**** Information shown

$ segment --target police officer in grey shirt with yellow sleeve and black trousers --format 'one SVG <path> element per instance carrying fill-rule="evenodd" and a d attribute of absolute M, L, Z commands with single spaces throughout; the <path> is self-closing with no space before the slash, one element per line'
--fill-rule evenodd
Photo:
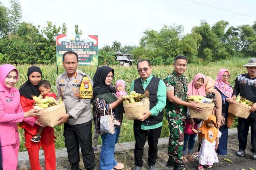
<path fill-rule="evenodd" d="M 58 97 L 62 97 L 67 114 L 58 118 L 58 124 L 64 123 L 65 145 L 71 170 L 79 170 L 79 146 L 83 156 L 84 167 L 93 170 L 95 156 L 91 147 L 91 104 L 93 81 L 77 69 L 78 56 L 73 51 L 63 55 L 65 68 L 57 78 Z"/>

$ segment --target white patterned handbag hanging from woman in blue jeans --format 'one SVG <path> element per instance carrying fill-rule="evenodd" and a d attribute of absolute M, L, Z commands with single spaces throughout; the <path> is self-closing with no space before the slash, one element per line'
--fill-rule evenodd
<path fill-rule="evenodd" d="M 100 132 L 101 135 L 103 134 L 114 134 L 115 133 L 115 127 L 113 122 L 113 113 L 112 113 L 112 107 L 110 105 L 110 114 L 105 115 L 105 106 L 104 106 L 104 115 L 100 117 Z"/>

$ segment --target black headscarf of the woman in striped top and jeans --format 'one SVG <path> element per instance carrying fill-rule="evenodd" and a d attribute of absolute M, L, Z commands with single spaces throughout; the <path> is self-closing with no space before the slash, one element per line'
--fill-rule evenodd
<path fill-rule="evenodd" d="M 114 76 L 114 69 L 109 66 L 101 66 L 97 68 L 93 76 L 93 97 L 95 97 L 97 94 L 105 94 L 108 92 L 116 93 L 116 89 L 114 89 L 111 84 L 105 84 L 106 76 L 108 76 L 109 72 L 111 71 Z"/>

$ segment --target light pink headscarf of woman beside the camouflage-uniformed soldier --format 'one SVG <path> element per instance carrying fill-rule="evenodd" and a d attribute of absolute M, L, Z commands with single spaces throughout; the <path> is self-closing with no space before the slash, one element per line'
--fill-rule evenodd
<path fill-rule="evenodd" d="M 203 78 L 203 85 L 198 89 L 196 88 L 195 84 L 199 78 Z M 188 91 L 187 94 L 196 96 L 201 95 L 205 96 L 205 90 L 204 90 L 204 84 L 205 84 L 205 76 L 201 73 L 198 73 L 195 75 L 194 79 L 188 84 Z"/>

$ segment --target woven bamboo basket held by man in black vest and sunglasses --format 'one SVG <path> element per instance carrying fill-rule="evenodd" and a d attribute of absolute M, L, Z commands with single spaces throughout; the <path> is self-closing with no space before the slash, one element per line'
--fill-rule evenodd
<path fill-rule="evenodd" d="M 142 117 L 143 111 L 149 111 L 149 100 L 145 100 L 137 103 L 124 103 L 124 109 L 127 120 L 135 120 Z"/>

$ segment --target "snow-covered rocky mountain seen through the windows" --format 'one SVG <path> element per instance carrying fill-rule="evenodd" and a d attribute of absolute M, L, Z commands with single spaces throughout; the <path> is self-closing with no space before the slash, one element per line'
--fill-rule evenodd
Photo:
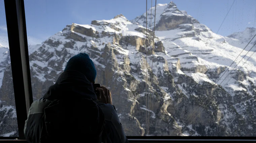
<path fill-rule="evenodd" d="M 154 22 L 150 12 L 149 28 Z M 249 52 L 242 59 L 252 44 L 235 60 L 248 32 L 223 37 L 173 2 L 157 5 L 154 42 L 153 31 L 145 27 L 145 13 L 131 21 L 120 14 L 86 25 L 72 23 L 30 48 L 34 98 L 55 83 L 70 57 L 87 53 L 97 69 L 96 82 L 112 93 L 127 136 L 256 135 L 256 58 L 245 63 Z M 15 105 L 13 90 L 1 92 L 11 86 L 10 69 L 4 70 L 3 80 L 10 82 L 3 82 L 0 98 Z"/>

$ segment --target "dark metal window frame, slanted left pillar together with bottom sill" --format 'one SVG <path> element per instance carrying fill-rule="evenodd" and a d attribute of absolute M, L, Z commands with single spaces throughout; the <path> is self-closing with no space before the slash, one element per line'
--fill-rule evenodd
<path fill-rule="evenodd" d="M 26 142 L 23 129 L 33 96 L 24 0 L 4 0 L 4 5 L 19 137 L 0 137 L 0 142 L 12 142 L 16 138 L 19 139 L 16 141 Z M 256 142 L 256 137 L 128 136 L 127 138 L 130 142 Z"/>

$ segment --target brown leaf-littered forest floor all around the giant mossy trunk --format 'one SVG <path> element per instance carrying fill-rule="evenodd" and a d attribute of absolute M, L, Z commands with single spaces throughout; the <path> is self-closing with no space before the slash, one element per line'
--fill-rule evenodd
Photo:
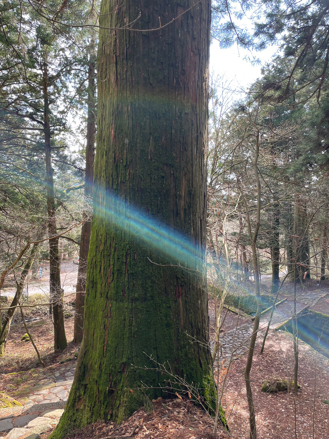
<path fill-rule="evenodd" d="M 266 284 L 263 285 L 266 288 Z M 325 288 L 323 285 L 320 288 Z M 285 290 L 289 295 L 289 288 Z M 65 300 L 65 329 L 68 341 L 73 338 L 73 298 L 68 295 Z M 328 305 L 328 296 L 324 297 L 320 308 Z M 320 303 L 320 302 L 319 302 Z M 23 416 L 30 416 L 31 421 L 48 419 L 47 427 L 26 428 L 20 437 L 26 437 L 31 432 L 38 432 L 46 439 L 57 424 L 57 419 L 49 420 L 44 411 L 64 408 L 74 374 L 78 346 L 69 343 L 64 352 L 53 353 L 52 323 L 45 316 L 46 307 L 39 313 L 39 320 L 29 323 L 40 354 L 46 363 L 46 368 L 38 365 L 36 354 L 30 342 L 22 341 L 24 327 L 16 322 L 11 328 L 8 338 L 6 355 L 0 359 L 0 391 L 14 397 L 24 407 L 16 409 L 0 409 L 1 417 L 7 417 L 8 425 L 16 427 L 23 425 Z M 211 333 L 215 309 L 214 301 L 209 300 Z M 145 413 L 143 408 L 138 410 L 127 421 L 117 426 L 113 423 L 97 422 L 80 432 L 73 432 L 72 439 L 91 438 L 173 438 L 173 439 L 215 439 L 232 437 L 245 439 L 249 437 L 248 407 L 246 390 L 243 381 L 243 367 L 246 355 L 250 328 L 253 322 L 250 318 L 237 316 L 228 312 L 222 326 L 222 354 L 216 366 L 216 378 L 224 384 L 222 406 L 225 410 L 230 428 L 228 435 L 218 428 L 212 435 L 213 419 L 200 408 L 186 399 L 154 401 L 154 411 Z M 329 437 L 329 359 L 316 353 L 306 343 L 299 344 L 299 384 L 298 394 L 279 392 L 267 394 L 261 392 L 261 385 L 271 378 L 287 378 L 293 376 L 293 340 L 290 334 L 283 331 L 270 330 L 265 351 L 260 354 L 263 330 L 260 331 L 251 370 L 252 389 L 257 417 L 258 439 L 297 438 L 325 439 Z M 226 370 L 223 359 L 231 356 L 232 345 L 240 338 L 240 345 L 233 349 L 232 365 Z M 228 357 L 229 355 L 229 357 Z M 12 411 L 10 414 L 9 411 Z M 56 410 L 55 410 L 56 411 Z M 14 413 L 13 413 L 14 412 Z M 8 418 L 8 416 L 11 416 Z M 50 416 L 50 415 L 49 415 Z M 29 418 L 30 419 L 30 418 Z M 24 418 L 25 421 L 25 418 Z M 42 422 L 42 421 L 41 421 Z M 46 421 L 44 421 L 46 422 Z M 46 428 L 46 431 L 45 431 Z M 9 430 L 9 428 L 8 428 Z M 43 430 L 43 432 L 42 432 Z M 0 437 L 6 432 L 0 431 Z M 10 435 L 8 436 L 10 438 Z M 12 438 L 11 438 L 12 439 Z"/>

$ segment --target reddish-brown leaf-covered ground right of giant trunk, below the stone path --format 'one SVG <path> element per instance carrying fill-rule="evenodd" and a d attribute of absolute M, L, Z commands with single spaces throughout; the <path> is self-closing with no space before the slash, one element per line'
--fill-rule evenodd
<path fill-rule="evenodd" d="M 329 360 L 300 342 L 298 383 L 300 392 L 261 392 L 261 385 L 271 378 L 293 378 L 293 340 L 284 332 L 271 332 L 263 354 L 257 340 L 251 370 L 252 389 L 259 438 L 329 437 Z M 248 407 L 243 381 L 246 356 L 237 359 L 225 382 L 223 407 L 232 438 L 247 438 Z M 295 417 L 296 416 L 296 417 Z"/>

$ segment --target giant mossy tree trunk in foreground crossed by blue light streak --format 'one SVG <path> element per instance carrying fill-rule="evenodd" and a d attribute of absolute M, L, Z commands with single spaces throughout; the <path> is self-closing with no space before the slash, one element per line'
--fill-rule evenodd
<path fill-rule="evenodd" d="M 163 29 L 100 32 L 84 335 L 53 438 L 121 421 L 144 393 L 170 397 L 192 382 L 214 408 L 204 263 L 211 10 L 193 4 L 102 3 L 101 28 Z"/>

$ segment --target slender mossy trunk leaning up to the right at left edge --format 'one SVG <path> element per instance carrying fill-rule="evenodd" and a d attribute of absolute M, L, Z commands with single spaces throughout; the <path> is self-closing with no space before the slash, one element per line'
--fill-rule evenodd
<path fill-rule="evenodd" d="M 26 277 L 28 276 L 29 270 L 32 267 L 38 246 L 39 246 L 38 244 L 33 244 L 33 246 L 32 246 L 31 253 L 30 253 L 27 261 L 25 262 L 23 271 L 21 272 L 20 280 L 19 280 L 19 282 L 17 282 L 17 287 L 16 287 L 16 292 L 15 292 L 14 298 L 11 302 L 9 309 L 7 310 L 3 325 L 2 325 L 2 327 L 0 327 L 0 356 L 4 355 L 4 353 L 5 353 L 5 347 L 7 344 L 7 338 L 8 338 L 8 334 L 9 334 L 9 330 L 10 330 L 11 321 L 14 317 L 14 313 L 15 313 L 15 310 L 18 306 L 18 302 L 21 299 L 21 295 L 22 295 L 24 285 L 26 282 Z"/>

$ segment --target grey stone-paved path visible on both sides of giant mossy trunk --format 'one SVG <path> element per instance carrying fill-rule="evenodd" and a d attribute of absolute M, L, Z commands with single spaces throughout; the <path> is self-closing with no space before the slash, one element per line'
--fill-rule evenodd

********

Reproduce each line of the records in which the string "trunk" appears.

$ segment --target brown leaf-littered forest floor all around the giant mossy trunk --format 'one SVG <path> element per instance carrying fill-rule="evenodd" and a d attribute of absolute M, L, Z commands with single spaces throughout; the <path> is self-closing with no space before the slash, one element per line'
$ segment --target reddish-brown leaf-covered ground right of giant trunk, below the stone path --format 'one SVG <path> element per instance carrying fill-rule="evenodd" and a d attribute of absolute M, L, Z commands with single spaces throughout; the <path> is self-closing with no space before the slash, one element per line'
$ segment --target giant mossy tree trunk in foreground crossed by blue light streak --format 'one SVG <path> element per instance carrying fill-rule="evenodd" and a d attribute of absolute M, L, Z commands with single spaces throughout; the <path> is self-closing with no space before the slash, one element per line'
$ segment --target slender mossy trunk leaning up to the right at left edge --format 'one SVG <path> element per instance carrying fill-rule="evenodd" and a d attribute of absolute M, L, Z commands with single spaces throughout; the <path> is self-closing with no space before the slash, one element per line'
$ segment --target grey stone-paved path visible on both sides of giant mossy trunk --format 'one SVG <path> element per instance carrying fill-rule="evenodd" and a d attribute of absolute M, L, Z commands with single spaces throughout; the <path> is self-closing with no space before the slash, one element per line'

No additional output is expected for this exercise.